Letter from Philadelphia
Having moved across the state from Pittsburgh in 1986, I now wonder what prompts me to read each edition of the Pittsburgh Quarterly from cover to cover. Sure, I subscribe to other magazines. The New Yorker is often hit or miss. My location notwithstanding, I can’t relate to “The Main Line Times.” Reading “Philadelphia Magazine’ is akin to my attending a glitzy cocktail party that I was not invited to.
So what is my attraction to Pittsburgh Quarterly? I think that Samuel Hazo said it all with the title of his book: “The Pittsburgh That Stays Within You.”
I was struck reading your Q&A of attorney Art Stroyd : “The Art of Compromise.” As older lawyers, we are undoubtedly a study in contrasts in what we do and how we do it. When I was graduating from Pitt Law School in 1979, I remember being lectured by Leland Hazard, the founder of public television and former PPG legal counsel, that Stroyd’s firm, Reed Smith, was the only place to go. However, I was instead attracted to the practice of Sidney M. Ruffin, Esquire, the very colorful and ingenious legal architect of Pittsburgh’s First Renaissance.
In the early 1980s, with no clients to speak of, I started my own practice. Both then and now, I’ve likened it to a high wire act, where I’d eventually fall off and fail.

_Information provided:_
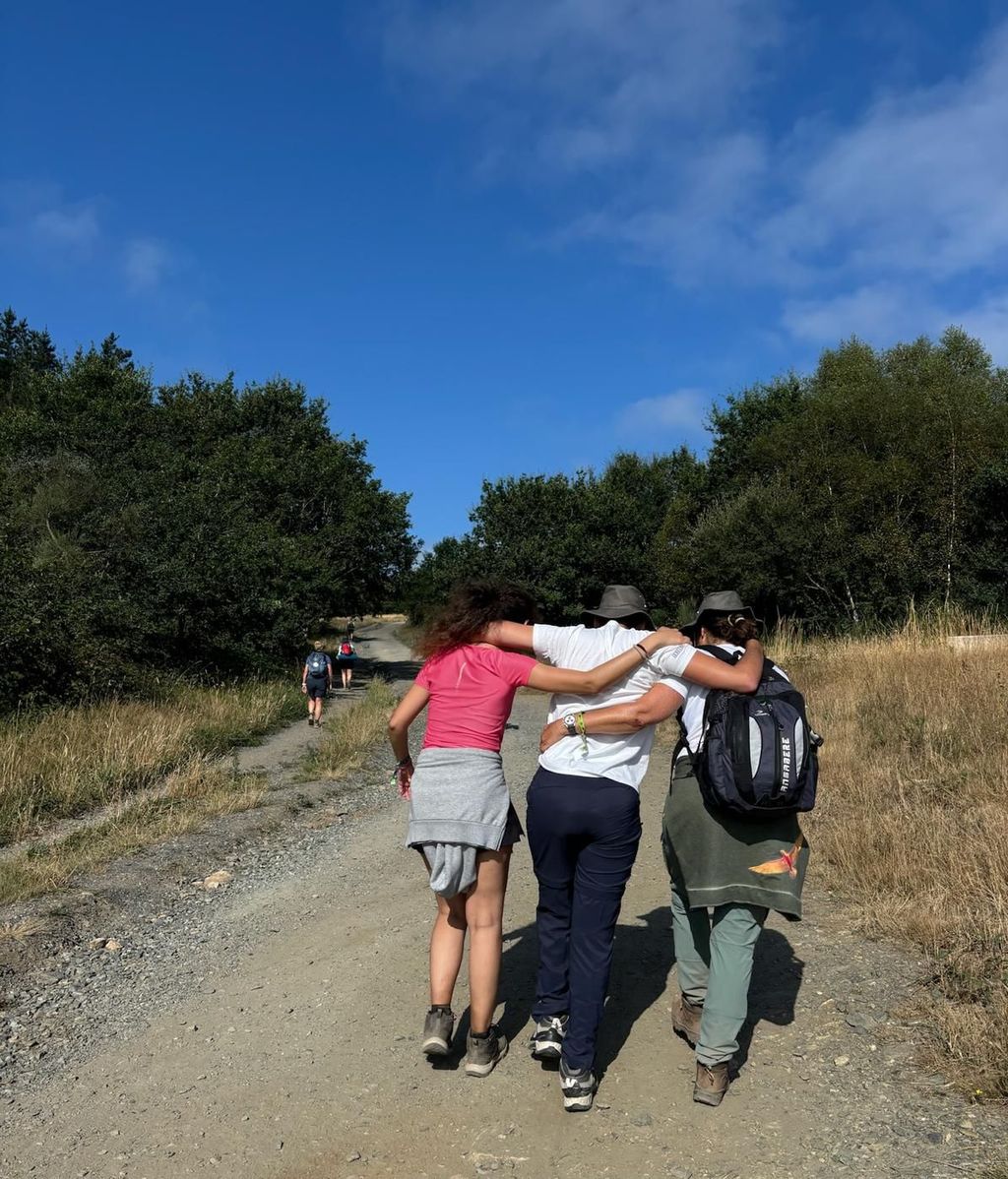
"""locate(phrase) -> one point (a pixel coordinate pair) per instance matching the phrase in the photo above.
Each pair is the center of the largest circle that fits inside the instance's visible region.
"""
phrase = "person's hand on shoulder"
(550, 733)
(666, 637)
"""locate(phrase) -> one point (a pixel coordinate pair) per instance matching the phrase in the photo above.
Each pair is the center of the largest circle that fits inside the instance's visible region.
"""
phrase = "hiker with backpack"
(584, 817)
(316, 679)
(346, 659)
(745, 767)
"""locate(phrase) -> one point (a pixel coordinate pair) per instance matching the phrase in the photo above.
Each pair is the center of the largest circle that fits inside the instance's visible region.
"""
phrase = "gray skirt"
(460, 796)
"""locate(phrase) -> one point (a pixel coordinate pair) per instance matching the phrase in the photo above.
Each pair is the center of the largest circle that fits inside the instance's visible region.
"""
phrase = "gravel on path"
(268, 1027)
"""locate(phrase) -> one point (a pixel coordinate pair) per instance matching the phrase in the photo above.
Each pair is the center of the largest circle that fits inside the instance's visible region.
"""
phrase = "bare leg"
(447, 946)
(484, 918)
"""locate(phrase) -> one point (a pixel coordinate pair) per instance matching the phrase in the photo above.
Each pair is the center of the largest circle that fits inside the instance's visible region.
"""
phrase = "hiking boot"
(547, 1040)
(437, 1028)
(686, 1020)
(711, 1084)
(578, 1087)
(483, 1053)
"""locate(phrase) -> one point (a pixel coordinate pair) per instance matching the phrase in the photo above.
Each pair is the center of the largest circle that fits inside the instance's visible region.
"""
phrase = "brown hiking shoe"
(711, 1084)
(686, 1020)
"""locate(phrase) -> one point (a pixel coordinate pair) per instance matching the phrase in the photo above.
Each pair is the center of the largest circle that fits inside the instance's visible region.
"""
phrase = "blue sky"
(504, 236)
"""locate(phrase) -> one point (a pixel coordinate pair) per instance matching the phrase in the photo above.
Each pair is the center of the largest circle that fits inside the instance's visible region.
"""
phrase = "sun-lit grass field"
(913, 819)
(65, 762)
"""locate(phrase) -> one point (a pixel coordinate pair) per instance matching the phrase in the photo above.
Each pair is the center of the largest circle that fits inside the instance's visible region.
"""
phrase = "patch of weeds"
(194, 793)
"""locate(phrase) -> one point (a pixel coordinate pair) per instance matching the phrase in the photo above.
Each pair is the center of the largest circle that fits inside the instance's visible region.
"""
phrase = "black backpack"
(759, 756)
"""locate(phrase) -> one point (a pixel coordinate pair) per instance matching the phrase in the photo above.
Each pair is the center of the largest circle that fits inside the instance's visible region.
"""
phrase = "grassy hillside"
(913, 822)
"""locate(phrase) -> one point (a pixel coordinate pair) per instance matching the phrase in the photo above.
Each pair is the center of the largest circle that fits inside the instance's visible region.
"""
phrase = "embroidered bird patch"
(786, 862)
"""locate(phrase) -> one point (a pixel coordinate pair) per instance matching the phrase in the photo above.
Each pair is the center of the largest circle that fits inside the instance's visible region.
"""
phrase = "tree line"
(196, 527)
(835, 498)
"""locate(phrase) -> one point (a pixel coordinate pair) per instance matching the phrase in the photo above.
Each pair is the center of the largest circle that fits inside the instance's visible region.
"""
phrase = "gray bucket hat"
(722, 601)
(618, 602)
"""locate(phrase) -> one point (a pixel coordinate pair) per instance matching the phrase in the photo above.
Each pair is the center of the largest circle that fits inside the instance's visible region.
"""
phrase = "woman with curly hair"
(461, 819)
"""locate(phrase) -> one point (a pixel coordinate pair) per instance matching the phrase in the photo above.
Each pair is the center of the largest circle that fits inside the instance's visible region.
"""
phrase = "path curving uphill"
(269, 1028)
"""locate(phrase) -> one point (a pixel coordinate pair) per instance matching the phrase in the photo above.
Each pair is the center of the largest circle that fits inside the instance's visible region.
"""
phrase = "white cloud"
(147, 262)
(585, 84)
(655, 107)
(40, 221)
(683, 411)
(37, 217)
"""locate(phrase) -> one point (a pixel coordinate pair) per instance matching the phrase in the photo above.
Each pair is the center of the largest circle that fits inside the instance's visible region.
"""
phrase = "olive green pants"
(714, 959)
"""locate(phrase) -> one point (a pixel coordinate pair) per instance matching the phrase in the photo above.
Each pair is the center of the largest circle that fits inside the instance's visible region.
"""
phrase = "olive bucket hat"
(722, 601)
(619, 602)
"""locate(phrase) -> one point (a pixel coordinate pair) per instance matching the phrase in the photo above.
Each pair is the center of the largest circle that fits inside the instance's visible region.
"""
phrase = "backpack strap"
(731, 656)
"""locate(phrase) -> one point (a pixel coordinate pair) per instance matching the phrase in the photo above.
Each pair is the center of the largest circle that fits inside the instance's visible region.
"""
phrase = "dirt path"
(291, 1054)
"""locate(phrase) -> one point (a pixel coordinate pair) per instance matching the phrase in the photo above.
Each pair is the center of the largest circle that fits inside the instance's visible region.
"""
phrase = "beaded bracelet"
(579, 720)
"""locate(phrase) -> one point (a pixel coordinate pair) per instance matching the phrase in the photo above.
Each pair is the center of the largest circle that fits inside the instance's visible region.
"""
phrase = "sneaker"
(437, 1029)
(547, 1040)
(578, 1087)
(686, 1020)
(711, 1084)
(484, 1053)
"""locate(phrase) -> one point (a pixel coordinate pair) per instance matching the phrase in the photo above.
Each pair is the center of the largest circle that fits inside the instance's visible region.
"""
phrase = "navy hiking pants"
(583, 834)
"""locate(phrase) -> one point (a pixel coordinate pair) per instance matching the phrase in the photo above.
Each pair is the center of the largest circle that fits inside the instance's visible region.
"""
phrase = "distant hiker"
(584, 817)
(316, 679)
(727, 870)
(346, 659)
(460, 814)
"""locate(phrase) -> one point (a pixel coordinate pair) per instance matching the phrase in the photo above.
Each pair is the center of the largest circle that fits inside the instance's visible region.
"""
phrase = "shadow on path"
(643, 959)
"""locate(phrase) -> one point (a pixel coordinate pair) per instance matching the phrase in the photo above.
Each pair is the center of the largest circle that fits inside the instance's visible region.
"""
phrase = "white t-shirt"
(621, 757)
(697, 700)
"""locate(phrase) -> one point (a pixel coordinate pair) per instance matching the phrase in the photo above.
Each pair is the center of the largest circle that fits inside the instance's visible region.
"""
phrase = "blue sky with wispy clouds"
(505, 236)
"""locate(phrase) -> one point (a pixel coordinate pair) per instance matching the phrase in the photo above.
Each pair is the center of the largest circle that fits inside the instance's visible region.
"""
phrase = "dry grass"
(195, 791)
(350, 733)
(69, 761)
(913, 819)
(20, 930)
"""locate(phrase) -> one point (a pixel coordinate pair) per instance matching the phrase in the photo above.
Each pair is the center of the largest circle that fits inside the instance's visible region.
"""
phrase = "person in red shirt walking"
(461, 819)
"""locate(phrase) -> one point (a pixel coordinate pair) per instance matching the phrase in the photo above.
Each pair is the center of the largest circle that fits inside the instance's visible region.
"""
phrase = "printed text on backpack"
(759, 756)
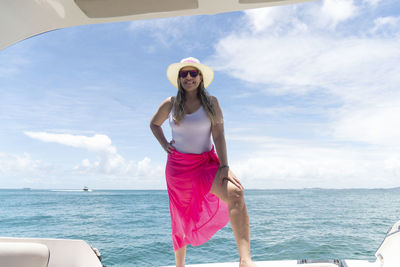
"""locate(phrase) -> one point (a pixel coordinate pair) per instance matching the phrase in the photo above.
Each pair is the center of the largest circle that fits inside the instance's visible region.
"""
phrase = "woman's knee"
(235, 196)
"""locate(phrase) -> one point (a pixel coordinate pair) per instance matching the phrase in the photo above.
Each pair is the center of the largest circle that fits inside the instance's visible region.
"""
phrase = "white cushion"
(21, 254)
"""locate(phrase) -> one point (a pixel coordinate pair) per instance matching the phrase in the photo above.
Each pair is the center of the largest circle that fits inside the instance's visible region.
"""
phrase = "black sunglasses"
(193, 73)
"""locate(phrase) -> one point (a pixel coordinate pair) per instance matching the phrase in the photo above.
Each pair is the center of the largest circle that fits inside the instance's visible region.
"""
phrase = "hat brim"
(206, 71)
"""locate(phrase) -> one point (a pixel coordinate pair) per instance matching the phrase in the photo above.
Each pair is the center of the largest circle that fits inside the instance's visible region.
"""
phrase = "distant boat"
(86, 189)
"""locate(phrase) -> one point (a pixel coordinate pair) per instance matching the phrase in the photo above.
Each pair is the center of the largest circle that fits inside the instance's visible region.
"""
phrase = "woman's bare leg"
(180, 255)
(238, 216)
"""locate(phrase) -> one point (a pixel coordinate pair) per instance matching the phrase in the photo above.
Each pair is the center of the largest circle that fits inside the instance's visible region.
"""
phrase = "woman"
(203, 193)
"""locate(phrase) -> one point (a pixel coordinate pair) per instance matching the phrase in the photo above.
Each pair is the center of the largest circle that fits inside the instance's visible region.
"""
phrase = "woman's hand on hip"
(168, 147)
(226, 174)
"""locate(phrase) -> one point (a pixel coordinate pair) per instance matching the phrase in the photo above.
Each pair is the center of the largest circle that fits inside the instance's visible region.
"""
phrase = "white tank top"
(193, 134)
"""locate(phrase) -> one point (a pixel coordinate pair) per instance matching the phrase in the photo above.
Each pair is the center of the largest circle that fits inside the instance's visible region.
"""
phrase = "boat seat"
(24, 254)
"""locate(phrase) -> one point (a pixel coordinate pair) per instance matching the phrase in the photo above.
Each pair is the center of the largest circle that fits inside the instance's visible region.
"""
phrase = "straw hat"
(206, 71)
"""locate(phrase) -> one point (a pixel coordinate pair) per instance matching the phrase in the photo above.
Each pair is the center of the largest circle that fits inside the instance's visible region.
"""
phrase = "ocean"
(132, 227)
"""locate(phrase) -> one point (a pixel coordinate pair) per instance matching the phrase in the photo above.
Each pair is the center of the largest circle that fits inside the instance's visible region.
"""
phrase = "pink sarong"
(196, 214)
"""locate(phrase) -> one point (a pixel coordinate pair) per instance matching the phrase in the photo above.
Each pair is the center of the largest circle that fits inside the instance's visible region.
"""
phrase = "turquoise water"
(132, 228)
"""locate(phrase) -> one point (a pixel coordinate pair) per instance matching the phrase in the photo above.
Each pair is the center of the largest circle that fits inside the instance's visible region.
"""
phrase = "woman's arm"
(217, 130)
(158, 119)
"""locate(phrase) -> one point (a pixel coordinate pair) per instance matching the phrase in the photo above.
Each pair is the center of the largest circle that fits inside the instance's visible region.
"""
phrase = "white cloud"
(373, 3)
(334, 12)
(108, 161)
(282, 163)
(164, 30)
(12, 165)
(359, 71)
(97, 143)
(386, 25)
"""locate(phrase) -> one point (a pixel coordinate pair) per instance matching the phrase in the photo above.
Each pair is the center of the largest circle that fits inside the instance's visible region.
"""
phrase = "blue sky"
(310, 94)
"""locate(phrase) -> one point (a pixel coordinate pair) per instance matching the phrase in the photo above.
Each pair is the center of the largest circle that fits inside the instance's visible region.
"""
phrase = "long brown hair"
(205, 101)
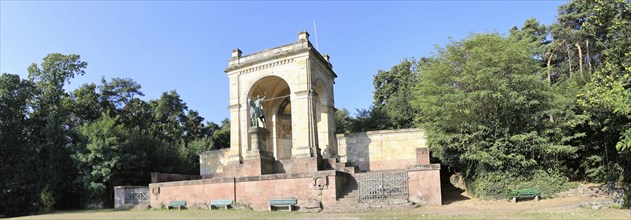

_Tasks to perform:_
a - Translate this sentence from the letter from Philadelphia into Spanish: "In the early 1980s, with no clients to speak of, I started my own practice."
b - Carry the letter from Philadelphia forward, starting right after its final sentence.

_Results for the exercise:_
a - A principios de la década de 1980, prácticamente sin clientes, abrí mi propio despacho.

b -
Your interview of Mr. Stroyd brought to mind the fact that I felt certain Pittsburghers would be there when I failed; men like Walter McGough, the head of Reed Smith’s litigation group, a man whom both Stroyd and I considered a mentor. He was also the father of my Shady Side Academy classmate, Tom McGough. In the late sixties, I remember both father and son sporting crew cuts, notwithstanding the political and personal upheaval. I remember first meeting Tom’s father in the football stands while he urged his son, then on the field, to hit harder and crush the opponent. Tom’s small size made me fear for his physical safety.
Years later, I would visit Tom when he was working for Reed Smith and say hello to his father. He again struck me as very much a commanding presence, working not from a desk, but rather directing litigation strategy from a decidedly ordinary, beat-up brown leather lounge chair. His client base consisted of Pittsburgh’s most elite corporations and wealthy families. Yet, I came to learn that he came from much humbler and poorer Irish stock, beginning his career in Reed Smith’s mail room, without degrees of any sort. They would come later.
One matter years ago found me and Walter McGough on opposite sides. I had a client with a not very large monetary judgment against Sharon Steel Corporation. I was trying to collect. One day I received a telephone call, opening with his signature gravely, yet domineering, voice:
“Mark …..Walter McGough here.”
Taken aback… I wondered what was coming:
“ Yes sir what can I do for you ?”
“Well, it appears that you are trying to collect on a judgment against my client, Sharon Steel.”
“Yes sir, that is correct. ”
“Well how would you like a situation where you threw Sharon Steel into bankruptcy?”
With customary irreverence I replied :
“ Now that might be interesting!”
His terse reply was:“ Wrong answer…… Mark, let’s try this again.” We then got the matter settled.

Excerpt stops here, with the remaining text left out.